■ Task input ■

# # # # # # #

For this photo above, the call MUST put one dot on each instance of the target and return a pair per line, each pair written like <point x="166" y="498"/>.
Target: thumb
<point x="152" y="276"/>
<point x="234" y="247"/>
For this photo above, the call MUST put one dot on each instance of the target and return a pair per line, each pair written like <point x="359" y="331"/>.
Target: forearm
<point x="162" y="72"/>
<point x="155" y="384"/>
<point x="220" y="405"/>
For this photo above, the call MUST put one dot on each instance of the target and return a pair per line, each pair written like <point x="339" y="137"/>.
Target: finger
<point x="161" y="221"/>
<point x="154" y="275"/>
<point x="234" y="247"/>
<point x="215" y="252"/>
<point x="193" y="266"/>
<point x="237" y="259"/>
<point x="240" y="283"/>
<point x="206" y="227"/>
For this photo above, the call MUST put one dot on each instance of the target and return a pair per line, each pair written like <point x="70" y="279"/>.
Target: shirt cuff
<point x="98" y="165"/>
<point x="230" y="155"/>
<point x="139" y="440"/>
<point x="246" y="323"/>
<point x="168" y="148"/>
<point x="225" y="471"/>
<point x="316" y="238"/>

# # # # # # #

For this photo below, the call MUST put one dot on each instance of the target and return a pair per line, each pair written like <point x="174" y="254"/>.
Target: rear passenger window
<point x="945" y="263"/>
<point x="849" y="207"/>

# # # # # # #

■ Stated task ■
Pick out every line of the material above that contains the word "photo", treating uppercase and lowercase as different.

■ Response to the task ■
For this photo above, the call MUST put one dot on each instance of the target and return a pair per line, each pair written like <point x="166" y="498"/>.
For this photo above, the call MUST put one dot on each instance of the target and return a pair per line, each pair written like <point x="359" y="331"/>.
For this photo above, the call MUST put one dot on each instance of the target and return a pair per line, each pair written like <point x="339" y="137"/>.
For this photo above, the call MUST put one dot on each instance of the target and return a pair per line, each pair written like <point x="70" y="279"/>.
For this photo below, the call MUST put one dot on each instance of the target and return a pair per line, each pair written like <point x="174" y="254"/>.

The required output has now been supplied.